» Document text:
▬▬▬▬▬▬▬▬▬▬
In Gaza, summer camps organized by the ruling party Hamas are giving tens of thousands of children an experience that includes walking on nails and on knife blades, and a mock Israeli prison that reenacts the experience of “Palestinian prisoners."
In recent years, Palestinian summer camps have more resembled paramilitary training grounds -- giving children the chance to dress up as masked Palestinian commandos and stage a mock attack on Israelis, plus weapons training with real Kalashnikov rifles.
More "moderate" summer camp experiences have been difficult to implement. In 2010, a United Nations-run summer camp in Gaza was burned to the ground by militants for "teaching schoolgirls fitness, dancing and immorality."
Meanwhile, the “moderate” Palestinian leadership in the West Bank has named a summer camp after Dalal Mughrabi, who led the most lethal terror attack in Israel's history -- the 1978 Coastal Road massacre which resulted in the death of 38 Israeli civilians, including 13 children. This week, the Palestinian governor of the Jericho district told campers that Mughrabi "should be a beacon for us in our activities." (Al-Hayat Al-Jadida, July 16, 2012)
▬▬▬▬▬▬▬▬▬▬
» Material supplied:
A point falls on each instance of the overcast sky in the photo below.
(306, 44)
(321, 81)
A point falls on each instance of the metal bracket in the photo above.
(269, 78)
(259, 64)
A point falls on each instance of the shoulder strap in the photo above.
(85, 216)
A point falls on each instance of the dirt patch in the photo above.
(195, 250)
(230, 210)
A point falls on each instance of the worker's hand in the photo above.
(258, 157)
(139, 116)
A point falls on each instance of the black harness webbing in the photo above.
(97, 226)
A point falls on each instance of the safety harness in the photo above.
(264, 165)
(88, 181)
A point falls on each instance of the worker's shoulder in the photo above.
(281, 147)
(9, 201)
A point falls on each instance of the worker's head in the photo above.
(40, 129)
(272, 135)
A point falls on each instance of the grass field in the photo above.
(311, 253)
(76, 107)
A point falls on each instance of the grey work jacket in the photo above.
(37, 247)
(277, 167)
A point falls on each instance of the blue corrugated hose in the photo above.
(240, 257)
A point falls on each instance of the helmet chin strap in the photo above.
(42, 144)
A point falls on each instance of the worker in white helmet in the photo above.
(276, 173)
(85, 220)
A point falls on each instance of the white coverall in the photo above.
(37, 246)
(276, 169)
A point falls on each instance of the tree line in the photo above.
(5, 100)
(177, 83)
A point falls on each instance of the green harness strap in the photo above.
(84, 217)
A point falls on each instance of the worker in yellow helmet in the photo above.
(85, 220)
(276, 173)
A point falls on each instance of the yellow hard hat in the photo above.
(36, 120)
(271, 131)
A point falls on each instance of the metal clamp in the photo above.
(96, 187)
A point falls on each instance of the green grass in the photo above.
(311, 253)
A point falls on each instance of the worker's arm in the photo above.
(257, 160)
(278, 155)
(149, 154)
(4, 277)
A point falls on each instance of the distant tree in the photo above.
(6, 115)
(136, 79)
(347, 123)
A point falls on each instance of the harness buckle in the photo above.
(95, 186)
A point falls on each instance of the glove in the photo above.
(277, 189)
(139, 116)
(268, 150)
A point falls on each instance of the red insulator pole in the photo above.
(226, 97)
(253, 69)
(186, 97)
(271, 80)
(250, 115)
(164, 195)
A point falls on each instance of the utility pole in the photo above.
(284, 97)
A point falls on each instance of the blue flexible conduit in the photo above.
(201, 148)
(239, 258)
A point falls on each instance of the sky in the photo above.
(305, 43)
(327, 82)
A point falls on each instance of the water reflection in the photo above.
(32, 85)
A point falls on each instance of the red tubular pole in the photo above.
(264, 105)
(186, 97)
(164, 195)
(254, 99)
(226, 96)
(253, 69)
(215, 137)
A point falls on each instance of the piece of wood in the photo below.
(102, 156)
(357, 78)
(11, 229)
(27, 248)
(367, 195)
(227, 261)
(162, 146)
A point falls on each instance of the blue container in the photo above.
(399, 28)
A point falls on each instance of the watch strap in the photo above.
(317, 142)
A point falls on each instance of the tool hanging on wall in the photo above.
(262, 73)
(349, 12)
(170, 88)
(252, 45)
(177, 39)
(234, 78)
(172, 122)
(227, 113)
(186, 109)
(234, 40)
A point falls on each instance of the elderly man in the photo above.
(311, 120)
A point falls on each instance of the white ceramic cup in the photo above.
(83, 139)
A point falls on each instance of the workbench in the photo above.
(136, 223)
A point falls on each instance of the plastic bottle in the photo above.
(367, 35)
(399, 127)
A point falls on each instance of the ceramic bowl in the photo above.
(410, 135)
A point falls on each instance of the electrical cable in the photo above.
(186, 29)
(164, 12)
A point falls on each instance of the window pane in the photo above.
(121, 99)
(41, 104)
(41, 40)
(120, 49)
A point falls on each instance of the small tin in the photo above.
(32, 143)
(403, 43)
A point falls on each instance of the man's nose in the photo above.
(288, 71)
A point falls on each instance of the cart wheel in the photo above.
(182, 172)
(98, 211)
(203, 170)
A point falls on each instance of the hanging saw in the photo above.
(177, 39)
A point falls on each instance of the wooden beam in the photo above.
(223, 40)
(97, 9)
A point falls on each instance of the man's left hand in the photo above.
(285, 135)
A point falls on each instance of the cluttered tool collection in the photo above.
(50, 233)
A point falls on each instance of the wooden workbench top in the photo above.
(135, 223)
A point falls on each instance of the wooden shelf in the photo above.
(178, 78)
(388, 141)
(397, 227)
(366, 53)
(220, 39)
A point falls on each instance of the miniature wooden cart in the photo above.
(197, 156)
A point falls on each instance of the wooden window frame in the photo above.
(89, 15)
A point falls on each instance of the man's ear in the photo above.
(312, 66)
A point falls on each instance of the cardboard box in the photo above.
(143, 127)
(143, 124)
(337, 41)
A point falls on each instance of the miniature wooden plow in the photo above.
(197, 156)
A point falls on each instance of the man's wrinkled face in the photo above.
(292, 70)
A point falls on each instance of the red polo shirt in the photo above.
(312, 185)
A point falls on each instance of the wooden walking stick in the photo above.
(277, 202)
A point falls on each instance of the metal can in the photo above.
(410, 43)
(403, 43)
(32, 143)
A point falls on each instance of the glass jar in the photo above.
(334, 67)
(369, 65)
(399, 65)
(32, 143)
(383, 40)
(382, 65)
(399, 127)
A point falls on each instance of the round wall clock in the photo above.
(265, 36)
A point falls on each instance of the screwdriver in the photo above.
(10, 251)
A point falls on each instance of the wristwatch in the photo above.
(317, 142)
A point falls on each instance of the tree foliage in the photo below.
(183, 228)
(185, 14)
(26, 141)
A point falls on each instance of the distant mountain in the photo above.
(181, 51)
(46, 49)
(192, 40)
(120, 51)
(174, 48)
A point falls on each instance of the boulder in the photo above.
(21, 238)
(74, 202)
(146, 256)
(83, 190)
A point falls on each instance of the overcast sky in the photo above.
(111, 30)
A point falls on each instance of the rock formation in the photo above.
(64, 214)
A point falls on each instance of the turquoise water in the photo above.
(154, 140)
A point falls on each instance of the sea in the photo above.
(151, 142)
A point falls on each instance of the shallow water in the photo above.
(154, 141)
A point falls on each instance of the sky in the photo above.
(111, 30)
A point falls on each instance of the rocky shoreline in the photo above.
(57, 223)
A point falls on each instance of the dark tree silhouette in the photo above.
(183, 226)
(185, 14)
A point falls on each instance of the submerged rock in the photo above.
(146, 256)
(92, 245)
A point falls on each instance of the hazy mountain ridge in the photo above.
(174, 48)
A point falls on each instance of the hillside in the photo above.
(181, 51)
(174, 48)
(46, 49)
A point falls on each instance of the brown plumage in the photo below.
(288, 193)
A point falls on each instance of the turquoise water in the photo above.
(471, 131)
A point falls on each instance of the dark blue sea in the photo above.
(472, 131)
▬▬▬▬▬▬▬▬▬▬
» Request 1:
In the passage on Palestinian summer camps, what three things were given as the reason militants burned down the United Nations-run camp in Gaza in 2010?
» Request 2:
Transcribe the passage on Palestinian summer camps between "In Gaza, summer" and "real Kalashnikov rifles.", inclusive.
The records have nothing to do with the passage on Palestinian summer camps.

» Written reply 1:
Teaching schoolgirls fitness, dancing, and immorality.

» Written reply 2:
In Gaza, summer camps organized by the ruling party Hamas are giving tens of thousands of children an experience that includes walking on nails and on knife blades, and a mock Israeli prison that reenacts the experience of “Palestinian prisoners."
In recent years, Palestinian summer camps have more resembled paramilitary training grounds -- giving children the chance to dress up as masked Palestinian commandos and stage a mock attack on Israelis, plus weapons training with real Kalashnikov rifles.